-------- GIVEN TEXT --------
Tech Review June 2011
Winning your local series or regional championship requires one consistent element: a crew that shows up each week ready to win. But early in the season, success requires showing up on Day 1 with the boat, rig, and sails sorted, ready, and reliable. To learn how the best teams across the country tackle their pre-season prep, and specifically what they’ve done this year, we tracked down four owners and came away with one critical point: if you think you have to fix or upgrade something now, do so, or pay for it later. And yes, neglect your bottom to your own demise.
Siren Song, J/133
Long Island Sound’s Top IRC Boat
Owner: Tom Carroll, New York
In boat lives, Tom Carroll’s J/133 Siren Song is still relatively young—six years old and immaculately kept. Despite a few thousand racing miles, offshore and around the cans in Western Long Island Sound, Siren Song doesn’t need a whole lot of speed-shop attention from season to season, just the usual winterizing routine. Small stuff, says Carroll, enough for a fair winter work list to keep on top of. But the top boat from Long Island Sound does have a major project on tap going into the 2011 season, yet another busy one in the Northeast, even without the Bermuda Race.
-------- PROVIDED INFORMATION --------
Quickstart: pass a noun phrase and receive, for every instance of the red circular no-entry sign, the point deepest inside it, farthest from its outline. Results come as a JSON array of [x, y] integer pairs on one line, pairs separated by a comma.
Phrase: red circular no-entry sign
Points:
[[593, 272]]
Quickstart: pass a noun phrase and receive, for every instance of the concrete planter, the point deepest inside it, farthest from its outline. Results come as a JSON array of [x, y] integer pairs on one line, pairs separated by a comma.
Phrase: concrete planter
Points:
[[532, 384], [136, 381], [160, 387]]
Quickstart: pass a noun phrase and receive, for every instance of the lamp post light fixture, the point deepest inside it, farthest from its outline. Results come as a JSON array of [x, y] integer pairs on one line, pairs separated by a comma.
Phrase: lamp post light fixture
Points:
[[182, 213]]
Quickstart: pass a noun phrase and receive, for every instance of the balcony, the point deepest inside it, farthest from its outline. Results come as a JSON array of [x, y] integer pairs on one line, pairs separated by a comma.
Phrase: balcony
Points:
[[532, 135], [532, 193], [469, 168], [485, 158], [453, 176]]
--------
TASKS TO PERFORM:
- 1) Reproduce the passage of the Tech Review article starting at "Siren Song, J/133" and ending at "the Bermuda Race.".
- 2) Answer the following questions using the Tech Review article:
(a) How many owners were tracked down to learn about pre-season preparation?
(b) How old is Siren Song?
(c) Which race will the 2011 season in the Northeast be without?
- 3) List every item that the Tech Review article says must be sorted, ready, and reliable when a team shows up on Day 1.

CORRECT ANSWERS:
- 1)
Siren Song, J/133
Long Island Sound’s Top IRC Boat
Owner: Tom Carroll, New York
In boat lives, Tom Carroll’s J/133 Siren Song is still relatively young—six years old and immaculately kept. Despite a few thousand racing miles, offshore and around the cans in Western Long Island Sound, Siren Song doesn’t need a whole lot of speed-shop attention from season to season, just the usual winterizing routine. Small stuff, says Carroll, enough for a fair winter work list to keep on top of. But the top boat from Long Island Sound does have a major project on tap going into the 2011 season, yet another busy one in the Northeast, even without the Bermuda Race.

- 2)
(a) Four.
(b) Six years old.
(c) The Bermuda Race.

- 3) The boat, the rig, and the sails.